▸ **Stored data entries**
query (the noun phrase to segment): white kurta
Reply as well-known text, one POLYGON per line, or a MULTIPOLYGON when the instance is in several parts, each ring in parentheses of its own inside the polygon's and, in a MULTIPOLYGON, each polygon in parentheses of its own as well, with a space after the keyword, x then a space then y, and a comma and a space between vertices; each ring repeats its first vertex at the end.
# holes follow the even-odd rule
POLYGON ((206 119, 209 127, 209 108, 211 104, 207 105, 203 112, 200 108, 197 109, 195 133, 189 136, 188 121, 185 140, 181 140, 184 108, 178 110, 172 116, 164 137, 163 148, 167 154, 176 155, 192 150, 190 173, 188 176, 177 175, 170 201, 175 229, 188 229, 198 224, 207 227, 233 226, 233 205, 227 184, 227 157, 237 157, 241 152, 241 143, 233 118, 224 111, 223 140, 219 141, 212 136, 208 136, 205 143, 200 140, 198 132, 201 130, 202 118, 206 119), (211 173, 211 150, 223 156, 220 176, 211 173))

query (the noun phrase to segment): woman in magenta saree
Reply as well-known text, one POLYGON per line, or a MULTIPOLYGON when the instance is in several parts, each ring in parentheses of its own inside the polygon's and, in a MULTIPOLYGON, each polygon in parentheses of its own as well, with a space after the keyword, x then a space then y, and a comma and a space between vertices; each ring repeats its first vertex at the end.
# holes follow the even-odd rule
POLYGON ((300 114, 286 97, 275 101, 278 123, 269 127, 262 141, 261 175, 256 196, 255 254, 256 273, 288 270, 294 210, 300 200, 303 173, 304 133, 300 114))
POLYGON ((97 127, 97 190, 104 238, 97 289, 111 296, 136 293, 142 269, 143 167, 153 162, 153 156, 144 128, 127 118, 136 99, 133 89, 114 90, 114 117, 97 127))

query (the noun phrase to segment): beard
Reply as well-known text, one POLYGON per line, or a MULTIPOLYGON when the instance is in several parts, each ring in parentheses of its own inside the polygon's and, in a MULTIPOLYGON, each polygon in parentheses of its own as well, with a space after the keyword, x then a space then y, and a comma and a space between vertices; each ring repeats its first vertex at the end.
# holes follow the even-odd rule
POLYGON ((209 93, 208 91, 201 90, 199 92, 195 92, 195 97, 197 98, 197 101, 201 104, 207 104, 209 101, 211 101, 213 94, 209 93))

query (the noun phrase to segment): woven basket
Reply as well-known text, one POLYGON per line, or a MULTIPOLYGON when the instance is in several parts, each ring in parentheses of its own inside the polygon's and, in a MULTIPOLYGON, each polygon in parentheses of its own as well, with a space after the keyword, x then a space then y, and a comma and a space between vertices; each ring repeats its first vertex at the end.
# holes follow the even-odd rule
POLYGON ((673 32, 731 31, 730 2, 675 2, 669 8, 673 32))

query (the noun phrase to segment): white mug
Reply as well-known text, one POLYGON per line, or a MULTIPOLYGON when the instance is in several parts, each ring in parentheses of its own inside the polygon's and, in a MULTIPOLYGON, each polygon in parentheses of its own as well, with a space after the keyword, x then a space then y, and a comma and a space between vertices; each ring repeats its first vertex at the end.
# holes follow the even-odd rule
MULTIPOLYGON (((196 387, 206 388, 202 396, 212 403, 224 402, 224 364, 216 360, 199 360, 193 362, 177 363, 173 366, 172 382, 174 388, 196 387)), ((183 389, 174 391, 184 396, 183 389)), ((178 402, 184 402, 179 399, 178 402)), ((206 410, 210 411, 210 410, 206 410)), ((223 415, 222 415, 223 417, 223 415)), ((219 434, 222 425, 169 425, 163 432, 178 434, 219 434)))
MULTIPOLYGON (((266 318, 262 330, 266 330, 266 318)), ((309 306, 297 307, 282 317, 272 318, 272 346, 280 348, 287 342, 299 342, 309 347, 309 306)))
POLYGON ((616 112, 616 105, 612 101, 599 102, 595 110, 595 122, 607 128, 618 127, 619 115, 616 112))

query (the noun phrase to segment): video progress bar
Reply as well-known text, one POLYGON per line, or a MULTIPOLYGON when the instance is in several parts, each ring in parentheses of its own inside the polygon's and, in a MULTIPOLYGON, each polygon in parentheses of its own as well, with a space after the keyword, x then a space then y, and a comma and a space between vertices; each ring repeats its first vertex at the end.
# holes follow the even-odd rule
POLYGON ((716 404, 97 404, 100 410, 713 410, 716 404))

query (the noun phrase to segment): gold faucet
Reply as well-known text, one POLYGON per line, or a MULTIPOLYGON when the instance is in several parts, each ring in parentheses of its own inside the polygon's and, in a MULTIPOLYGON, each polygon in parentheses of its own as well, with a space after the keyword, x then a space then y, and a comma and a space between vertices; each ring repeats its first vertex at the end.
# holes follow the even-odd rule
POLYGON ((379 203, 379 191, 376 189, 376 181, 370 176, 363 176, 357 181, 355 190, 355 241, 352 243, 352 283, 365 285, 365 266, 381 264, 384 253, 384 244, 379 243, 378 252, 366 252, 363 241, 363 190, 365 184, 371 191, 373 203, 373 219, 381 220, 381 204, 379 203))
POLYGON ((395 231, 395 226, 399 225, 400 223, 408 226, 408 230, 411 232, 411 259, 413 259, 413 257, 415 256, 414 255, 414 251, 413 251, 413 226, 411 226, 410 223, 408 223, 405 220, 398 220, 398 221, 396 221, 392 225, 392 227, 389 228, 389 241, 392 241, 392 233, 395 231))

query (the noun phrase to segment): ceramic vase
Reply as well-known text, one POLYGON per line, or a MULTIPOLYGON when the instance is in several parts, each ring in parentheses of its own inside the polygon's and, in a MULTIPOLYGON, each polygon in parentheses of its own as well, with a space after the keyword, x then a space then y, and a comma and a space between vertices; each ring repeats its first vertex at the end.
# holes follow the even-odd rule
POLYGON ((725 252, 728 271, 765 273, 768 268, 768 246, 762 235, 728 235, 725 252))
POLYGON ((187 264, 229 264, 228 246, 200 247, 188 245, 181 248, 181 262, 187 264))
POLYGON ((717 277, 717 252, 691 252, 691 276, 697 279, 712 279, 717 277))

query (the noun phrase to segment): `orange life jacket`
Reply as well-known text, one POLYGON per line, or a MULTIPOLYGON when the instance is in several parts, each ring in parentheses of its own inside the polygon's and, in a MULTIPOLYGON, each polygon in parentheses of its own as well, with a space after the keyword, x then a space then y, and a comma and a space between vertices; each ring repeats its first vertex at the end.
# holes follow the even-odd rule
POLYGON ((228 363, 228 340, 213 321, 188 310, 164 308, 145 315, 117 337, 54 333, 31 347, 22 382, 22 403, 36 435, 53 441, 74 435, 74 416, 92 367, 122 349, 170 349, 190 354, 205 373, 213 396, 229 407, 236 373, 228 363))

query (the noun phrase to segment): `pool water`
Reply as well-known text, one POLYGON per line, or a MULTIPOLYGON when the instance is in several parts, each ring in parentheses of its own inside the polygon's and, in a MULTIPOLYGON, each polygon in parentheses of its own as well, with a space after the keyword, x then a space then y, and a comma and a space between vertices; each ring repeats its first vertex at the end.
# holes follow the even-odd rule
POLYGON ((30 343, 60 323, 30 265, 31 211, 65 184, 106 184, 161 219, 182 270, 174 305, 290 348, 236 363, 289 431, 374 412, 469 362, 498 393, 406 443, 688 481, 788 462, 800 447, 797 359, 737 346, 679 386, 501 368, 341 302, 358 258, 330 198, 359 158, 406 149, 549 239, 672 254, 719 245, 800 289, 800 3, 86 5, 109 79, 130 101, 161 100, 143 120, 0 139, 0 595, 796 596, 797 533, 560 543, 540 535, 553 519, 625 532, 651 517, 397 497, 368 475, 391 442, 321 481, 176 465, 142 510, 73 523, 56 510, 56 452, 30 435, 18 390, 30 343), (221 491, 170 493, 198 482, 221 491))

▸ **About this task**
Every entry above needs to be duplicated exactly.

▸ **Result of this exercise**
query (the noun phrase to segment): white kurta
Reply as well-known text, one POLYGON per line, or a MULTIPOLYGON when the instance is in several parts, each ring in parentheses of its own inside the polygon's and, in a MULTIPOLYGON, each polygon in parentheses of its own as well, with a space after the keyword, x then a space then y, and a comma and a space between vertices; each ring repeats its first vertex at the end.
# holes follow the even-odd rule
POLYGON ((206 119, 209 127, 209 108, 211 104, 207 105, 203 112, 200 108, 197 109, 195 133, 189 136, 188 121, 185 140, 181 140, 184 108, 178 110, 172 116, 164 137, 163 148, 167 154, 176 155, 192 150, 190 173, 188 176, 177 175, 170 201, 175 229, 188 229, 198 224, 207 227, 233 226, 233 205, 227 184, 227 157, 237 157, 241 152, 241 143, 233 118, 224 111, 223 140, 219 141, 212 136, 208 136, 205 143, 200 140, 198 132, 201 130, 202 118, 206 119), (211 173, 211 150, 223 156, 220 176, 211 173))

query (the noun phrase to segment): woman in magenta saree
Reply as well-known text, one POLYGON per line, or a MULTIPOLYGON when the instance is in several parts, each ring in parentheses of its own inside the polygon's and, in a MULTIPOLYGON, each polygon in parentheses of its own as well, with a space after the keyword, x then a space then y, and a comma and a space between vertices; each ring repeats its first vertex at the end.
# holes follow the even-odd rule
POLYGON ((300 114, 286 97, 275 101, 278 123, 269 127, 262 141, 261 175, 256 196, 255 254, 256 273, 288 270, 294 210, 300 200, 303 173, 304 133, 300 114))
POLYGON ((97 127, 97 190, 104 238, 97 289, 111 296, 136 293, 142 269, 143 167, 153 162, 153 156, 144 128, 127 118, 136 99, 133 89, 114 90, 114 117, 97 127))

query (the noun phrase to segment): beard
Reply as well-known text, one POLYGON per line, or a MULTIPOLYGON when the instance is in several parts, each ring in parentheses of its own inside the polygon's and, in a MULTIPOLYGON, each polygon in parentheses of its own as well, with a space after the keyword, x then a space then y, and a comma and a space between vertices; each ring repeats its first vertex at the end.
# holes follow the even-odd rule
POLYGON ((209 93, 208 91, 201 90, 199 92, 195 92, 195 97, 197 98, 197 101, 201 104, 207 104, 209 101, 211 101, 213 94, 209 93))

query (the noun phrase to segment): woven basket
Reply as well-known text, one POLYGON per line, or a MULTIPOLYGON when the instance is in several parts, each ring in parentheses of its own inside the polygon's and, in a MULTIPOLYGON, each polygon in parentheses of its own as well, with a space after the keyword, x then a space then y, and a comma and a space between vertices; each ring repeats its first vertex at the end.
# holes follow the even-odd rule
POLYGON ((673 32, 731 31, 730 2, 675 2, 669 8, 673 32))

query (the noun phrase to segment): white mug
Reply as well-known text, one POLYGON per line, or a MULTIPOLYGON when the instance is in several parts, each ring in parentheses of its own inside the polygon's and, in a MULTIPOLYGON, each polygon in parentheses of its own as well, with a space after the keyword, x then a space then y, and a comma and a space between vertices; each ring repeats its first vertex at the end.
# holes follow the even-odd rule
MULTIPOLYGON (((196 387, 206 388, 202 396, 212 403, 224 402, 224 364, 216 360, 199 360, 193 362, 177 363, 173 366, 172 382, 174 388, 196 387)), ((183 389, 174 391, 184 396, 183 389)), ((178 402, 184 402, 179 399, 178 402)), ((206 410, 210 411, 210 410, 206 410)), ((223 415, 222 415, 223 417, 223 415)), ((219 434, 222 425, 169 425, 163 432, 178 434, 219 434)))
MULTIPOLYGON (((266 318, 262 330, 266 330, 266 318)), ((309 306, 297 307, 282 317, 272 318, 272 346, 280 348, 287 342, 299 342, 309 347, 309 306)))
POLYGON ((616 112, 616 105, 612 101, 599 102, 595 110, 595 122, 607 128, 618 127, 619 115, 616 112))

query (the noun phrase to segment): video progress bar
Reply as well-known text, one POLYGON per line, or a MULTIPOLYGON when the instance is in several parts, each ring in parentheses of its own inside the polygon's and, in a MULTIPOLYGON, each polygon in parentheses of its own as well, with a space after the keyword, x then a space then y, and a comma and a space between vertices; each ring repeats its first vertex at the end.
# holes follow the even-odd rule
POLYGON ((716 404, 97 404, 100 410, 713 410, 716 404))

query (the noun phrase to segment): gold faucet
Reply as well-known text, one POLYGON per line, or a MULTIPOLYGON when the instance is in several parts, each ring in parentheses of its own inside the polygon's and, in a MULTIPOLYGON, each polygon in parentheses of its own as well, with a space after the keyword, x then a space then y, and a comma and a space between vertices; each ring repeats its first vertex at the end.
# holes follow the even-odd rule
POLYGON ((379 203, 379 191, 376 189, 376 181, 370 176, 363 176, 357 181, 355 190, 355 241, 352 243, 352 283, 365 285, 365 266, 381 264, 384 253, 384 244, 379 243, 378 252, 366 252, 363 241, 363 190, 365 184, 371 191, 373 203, 373 219, 381 220, 381 204, 379 203))
POLYGON ((395 231, 395 226, 399 225, 400 223, 408 226, 408 230, 411 232, 411 259, 413 259, 413 257, 415 256, 414 255, 414 251, 413 251, 413 226, 411 226, 410 223, 408 223, 405 220, 398 220, 398 221, 396 221, 392 225, 392 227, 389 228, 389 241, 392 241, 392 233, 395 231))

query (the noun phrase to segment): ceramic vase
Reply as well-known text, one POLYGON per line, or a MULTIPOLYGON when the instance is in several parts, each ring in parentheses of its own inside the polygon's and, in a MULTIPOLYGON, each polygon in parentheses of its own as well, with a space after the keyword, x then a space then y, and a comma and a space between vertices; each ring repeats its first vertex at the end.
# holes follow the even-odd rule
POLYGON ((725 252, 728 271, 765 273, 768 268, 768 246, 762 235, 728 235, 725 252))
POLYGON ((187 264, 229 264, 228 246, 200 247, 188 245, 181 248, 181 262, 187 264))
POLYGON ((717 277, 717 252, 691 252, 691 276, 697 279, 712 279, 717 277))

query (the noun phrase to segment): `orange life jacket`
Reply as well-known text, one POLYGON per line, or a MULTIPOLYGON when the instance is in several parts, each ring in parentheses of its own inside the polygon's and, in a MULTIPOLYGON, each polygon in parentheses of its own as well, with a space after the keyword, x then a space then y, and a comma and a space between vertices; each ring repeats its first vertex at the end.
# holes follow the even-odd rule
POLYGON ((228 363, 228 340, 213 321, 188 310, 164 308, 145 315, 117 337, 54 333, 31 347, 22 382, 22 403, 36 435, 53 441, 74 435, 74 416, 92 367, 122 349, 170 349, 190 354, 205 373, 213 396, 229 407, 236 373, 228 363))

query (the noun phrase to segment): `pool water`
Reply as well-known text, one POLYGON per line, or a MULTIPOLYGON when the instance is in several parts, each ring in parentheses of its own inside the polygon's and, in a MULTIPOLYGON, each polygon in parentheses of its own as well, with a space after the keyword, x then a space then y, and a comma and a space between vertices; each ring repeats its first vertex at the end.
# holes follow the even-odd rule
POLYGON ((30 343, 60 323, 30 265, 31 211, 65 184, 106 184, 161 219, 182 270, 174 305, 290 348, 236 363, 289 431, 374 412, 469 362, 498 393, 406 443, 688 481, 788 462, 800 447, 797 359, 737 346, 679 386, 501 368, 341 302, 358 258, 330 198, 359 158, 406 149, 549 239, 672 254, 719 245, 800 289, 800 3, 86 5, 109 79, 130 101, 161 100, 143 120, 0 139, 0 595, 796 596, 797 533, 560 543, 540 535, 553 519, 625 532, 651 517, 397 497, 368 475, 391 442, 321 481, 176 465, 142 510, 73 523, 56 510, 56 452, 30 435, 18 390, 30 343), (221 491, 170 493, 198 482, 221 491))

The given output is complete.